▸ Task instructions:
• 1. For the passage on music education in Guerrero below, state whether each statement agrees with it. Answer yes or no, and quote the deciding words of the passage exactly. (a) Josafat Nava founded the El Tecolote cultural center in Arcelia. (b) Nava intends to ask the incoming governor to build 15 new community centers. (c) The El Tecolote orchestra is made up of 45 children.
• 2. Carry on the passage on music education in Guerrero below, starting after its final sentence.

▸ Source passage:
BEGIN

Investment in music education and other cultural activities for children can help bring peace to Guerrero, according to the founder of a cultural center in the state’s notoriously violent Tierra Caliente region.
Josafat Nava, a theater director and founder of the El Tecolote cultural center in Arcelia, told the newspaper Reforma he intends to lobby incoming governor Evelyn Salgado to build 25 new community centers across the state where children can learn to play an instrument, participate in theater workshops and attend art and dance classes.
“I’m sure that if the government of Guerrero invests in cultural matters, we will have a pacified state,” he said.
Nava said politicians in the southern state, including governors and mayors, have failed to adequately invest in cultural activities for children and for that reason orchestras such as that formed at his cultural center don’t exist elsewhere.
El Tecolote boasts an orchestra made up of 45 children who play traditional music with a range of instruments, including violin, double bass and guitar.

END

▸ Provided records:
BEGIN

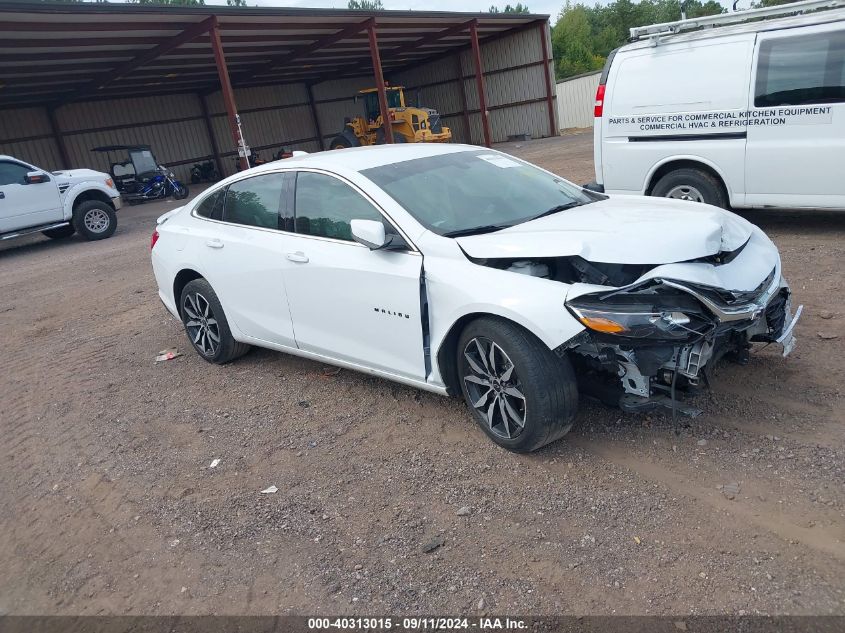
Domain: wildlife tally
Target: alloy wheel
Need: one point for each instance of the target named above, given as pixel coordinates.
(96, 220)
(201, 324)
(493, 387)
(685, 192)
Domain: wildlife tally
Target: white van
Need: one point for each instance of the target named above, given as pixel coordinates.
(741, 112)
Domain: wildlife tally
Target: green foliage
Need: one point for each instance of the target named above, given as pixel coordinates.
(365, 5)
(171, 3)
(583, 36)
(519, 8)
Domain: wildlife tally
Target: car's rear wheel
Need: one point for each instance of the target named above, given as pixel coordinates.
(206, 324)
(520, 393)
(94, 220)
(694, 185)
(59, 233)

END

▸ Your written answers:
• 1.
(a) Yes: "founder of the El Tecolote cultural center in Arcelia"
(b) No: "build 25 new community centers across the state"
(c) Yes: "an orchestra made up of 45 children"

• 2.
“… A child with a violin is a sicario [cartel hitman] disarmed,” Nava said, suggesting that an interest in music can lead young people away from crime.
He said he founded El Tecolote on his teacher’s salary in 1994 because he believed that music is a vaccine against violence.
Children from Arcelia and other nearby municipalities attend the cultural center and are not charged a single peso to participate in cultural activities, Nava said.
Some attendees have gone on to study art, music and dance at renowned colleges, including four who won scholarships to study in Barcelona, he said.